### SOURCE PASSAGE
NAV is the value of each unit of the fund on a given day. The NAV of each fund is displayed on the website of the respective insurers.

## What is the benefit payable in the event of risk occurring during the term of the policy?

The Sum Assured and/or value of the fund units is normally payable to the beneficiaries in the event of risk to the life assured during the term as per the policy conditions.

## What is the benefit payable on the maturity of the policy?

The value of the fund units with bonuses, if any is payable on maturity of the policy.

## Is it possible to invest additional contribution above the regular premium?

Yes, one can invest additional contribution over and above the regular premiums as per their choice subject to the feature being available in the product. This facility is known as “TOP UP” facility.

## Whether one can switch the investment fund after taking a ULIP policy?

Yes. “SWITCH” option provides for shifting the investments in a policy from one fund to another provided the feature is available in the product. While a specified number of switches are generally effected free of cost, a fee is charged for switches made beyond the specified number.

## Can a partial encashment/withdrawal be made?

Yes, Products may have the “Partial Withdrawal” option which facilitates withdrawal of a portion of the investment in the policy. This is done through cancellation of a part of units.

## What happens if payment of premiums is discontinued?

### RECORDED INFORMATION
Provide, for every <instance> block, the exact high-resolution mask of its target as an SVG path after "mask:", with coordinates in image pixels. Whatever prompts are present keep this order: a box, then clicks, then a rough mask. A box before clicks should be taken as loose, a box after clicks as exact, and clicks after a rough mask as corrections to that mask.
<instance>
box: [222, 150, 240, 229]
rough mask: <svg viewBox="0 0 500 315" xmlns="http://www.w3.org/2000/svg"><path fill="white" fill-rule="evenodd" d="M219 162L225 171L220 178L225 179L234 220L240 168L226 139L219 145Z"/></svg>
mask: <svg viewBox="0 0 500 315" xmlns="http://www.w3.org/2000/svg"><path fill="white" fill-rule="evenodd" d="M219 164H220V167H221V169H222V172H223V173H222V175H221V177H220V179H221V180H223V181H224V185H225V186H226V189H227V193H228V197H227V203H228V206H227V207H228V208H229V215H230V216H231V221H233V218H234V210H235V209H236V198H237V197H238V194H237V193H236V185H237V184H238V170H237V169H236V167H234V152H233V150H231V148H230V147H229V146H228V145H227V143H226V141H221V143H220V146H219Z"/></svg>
* * *
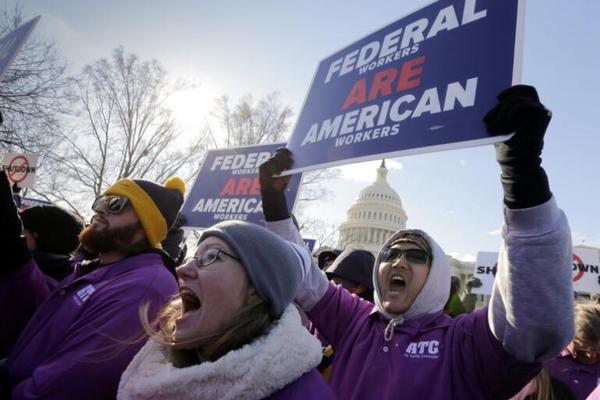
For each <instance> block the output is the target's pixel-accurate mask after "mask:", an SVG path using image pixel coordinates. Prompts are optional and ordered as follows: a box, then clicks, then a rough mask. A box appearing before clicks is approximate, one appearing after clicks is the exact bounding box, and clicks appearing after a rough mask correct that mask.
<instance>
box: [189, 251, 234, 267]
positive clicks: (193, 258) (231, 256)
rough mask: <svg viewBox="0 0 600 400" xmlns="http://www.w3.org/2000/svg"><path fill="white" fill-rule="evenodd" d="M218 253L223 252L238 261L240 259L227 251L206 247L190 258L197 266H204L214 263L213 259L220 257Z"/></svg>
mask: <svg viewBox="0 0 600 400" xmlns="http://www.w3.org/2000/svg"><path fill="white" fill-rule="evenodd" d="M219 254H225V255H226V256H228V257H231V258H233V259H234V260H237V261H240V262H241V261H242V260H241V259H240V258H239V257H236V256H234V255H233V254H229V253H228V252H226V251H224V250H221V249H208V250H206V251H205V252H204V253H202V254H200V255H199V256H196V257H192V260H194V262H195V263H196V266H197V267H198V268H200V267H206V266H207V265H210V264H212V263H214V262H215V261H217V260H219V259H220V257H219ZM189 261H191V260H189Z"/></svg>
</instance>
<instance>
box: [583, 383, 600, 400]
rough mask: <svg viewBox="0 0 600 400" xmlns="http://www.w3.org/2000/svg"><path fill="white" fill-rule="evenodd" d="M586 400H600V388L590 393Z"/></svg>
* * *
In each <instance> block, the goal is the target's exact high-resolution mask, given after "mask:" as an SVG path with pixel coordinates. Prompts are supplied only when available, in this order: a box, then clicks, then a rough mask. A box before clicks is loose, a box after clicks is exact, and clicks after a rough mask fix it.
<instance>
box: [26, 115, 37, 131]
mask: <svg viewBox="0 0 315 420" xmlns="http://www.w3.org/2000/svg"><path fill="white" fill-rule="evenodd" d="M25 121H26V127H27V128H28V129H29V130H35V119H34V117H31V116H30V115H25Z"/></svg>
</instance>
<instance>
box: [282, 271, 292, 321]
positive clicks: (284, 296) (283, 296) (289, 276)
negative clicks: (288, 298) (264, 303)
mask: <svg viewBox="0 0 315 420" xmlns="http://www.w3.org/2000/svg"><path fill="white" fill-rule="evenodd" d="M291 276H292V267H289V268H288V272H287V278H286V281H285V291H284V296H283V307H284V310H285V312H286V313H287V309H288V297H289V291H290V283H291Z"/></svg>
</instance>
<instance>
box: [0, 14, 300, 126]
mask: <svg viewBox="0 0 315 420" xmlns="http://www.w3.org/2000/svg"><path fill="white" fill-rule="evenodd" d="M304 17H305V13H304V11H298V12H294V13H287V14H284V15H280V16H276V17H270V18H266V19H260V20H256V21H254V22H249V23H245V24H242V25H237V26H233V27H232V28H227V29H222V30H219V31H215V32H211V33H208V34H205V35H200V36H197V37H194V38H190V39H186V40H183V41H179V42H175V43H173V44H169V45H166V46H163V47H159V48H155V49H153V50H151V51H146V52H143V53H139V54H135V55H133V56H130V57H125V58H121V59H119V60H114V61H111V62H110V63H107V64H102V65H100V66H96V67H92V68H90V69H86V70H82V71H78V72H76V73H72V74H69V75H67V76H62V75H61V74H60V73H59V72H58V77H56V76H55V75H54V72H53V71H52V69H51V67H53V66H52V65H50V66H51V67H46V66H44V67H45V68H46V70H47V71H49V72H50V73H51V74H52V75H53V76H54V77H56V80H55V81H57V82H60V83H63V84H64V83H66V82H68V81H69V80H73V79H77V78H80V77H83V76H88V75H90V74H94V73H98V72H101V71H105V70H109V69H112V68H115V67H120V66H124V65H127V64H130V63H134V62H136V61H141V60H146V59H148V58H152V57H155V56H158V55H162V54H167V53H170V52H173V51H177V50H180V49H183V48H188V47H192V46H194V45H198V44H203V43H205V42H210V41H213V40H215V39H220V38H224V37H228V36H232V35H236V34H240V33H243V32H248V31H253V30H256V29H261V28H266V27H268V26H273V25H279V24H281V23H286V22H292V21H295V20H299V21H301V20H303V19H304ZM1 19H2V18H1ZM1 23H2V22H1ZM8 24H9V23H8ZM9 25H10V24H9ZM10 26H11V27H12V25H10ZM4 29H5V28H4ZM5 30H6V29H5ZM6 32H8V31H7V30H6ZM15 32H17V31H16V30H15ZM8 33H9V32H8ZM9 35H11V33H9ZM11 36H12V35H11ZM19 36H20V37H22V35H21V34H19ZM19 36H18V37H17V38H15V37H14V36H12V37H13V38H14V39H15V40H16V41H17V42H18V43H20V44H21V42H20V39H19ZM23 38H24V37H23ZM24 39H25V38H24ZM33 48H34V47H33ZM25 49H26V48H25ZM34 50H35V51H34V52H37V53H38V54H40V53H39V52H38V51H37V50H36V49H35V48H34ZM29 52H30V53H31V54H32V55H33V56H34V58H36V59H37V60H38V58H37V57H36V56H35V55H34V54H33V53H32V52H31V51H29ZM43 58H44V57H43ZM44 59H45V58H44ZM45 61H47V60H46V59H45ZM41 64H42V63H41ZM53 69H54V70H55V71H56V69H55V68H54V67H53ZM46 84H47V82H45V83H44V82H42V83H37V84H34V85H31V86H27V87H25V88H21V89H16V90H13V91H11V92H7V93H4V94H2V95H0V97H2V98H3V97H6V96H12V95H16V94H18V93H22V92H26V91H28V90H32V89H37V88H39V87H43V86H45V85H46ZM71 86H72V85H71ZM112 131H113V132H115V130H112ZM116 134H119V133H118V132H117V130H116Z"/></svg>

### TASKS TO PERFORM
A) Reproduce the stretch of the ULIP passage that opens with the words containing "The Sum Assured" and closes with "of the policy.".
B) In the ULIP passage, shorten the paragraph that begins "Yes. “SWITCH” option provides" to a single sentence that keeps its main facts.
C) Carry on the ULIP passage after its last heading, in the same question-and-answer style.

### ANSWERS BY ITEM
A)
The Sum Assured and/or value of the fund units is normally payable to the beneficiaries in the event of risk to the life assured during the term as per the policy conditions.

## What is the benefit payable on the maturity of the policy?

The value of the fund units with bonuses, if any is payable on maturity of the policy.

B) If the product offers it, the SWITCH option moves a policy's investments from one fund to another; a set number of switches is usually free, and a fee is charged for any beyond that.

C)
a)Discontinuance within three years of commencement – If all the premiums have not been paid for at least three consecutive years from inception, the insurance cover shall cease immediately. Insurers may give an opportunity for revival within the period allowed; if the policy is not revived within that period, surrender value shall be paid at the end of third policy anniversary or at the end of the period allowed for revival, whichever is later.

b)Discontinuance after three years of commencement — At the end of the period allowed for revival, the contract shall be terminated by paying the surrender value. The insurer may offer to continue the insurance cover, if so opted for by the policy holder, levying appropriate charges until the fund value is not less than one full year’s premium. When the fund value

reaches an amount equivalent to one full year’s premium, the contract shall be terminated by paying the fund value.

## What information related to investments is provided by the Insurer to the policyholder?

The Insurers are obliged to send an annual report, covering the fund performance during previous financial year in relation to the economic scenario, market developments etc. which should include fund performance analysis, investment portfolio of the fund, investment strategies and risk control measures adopted.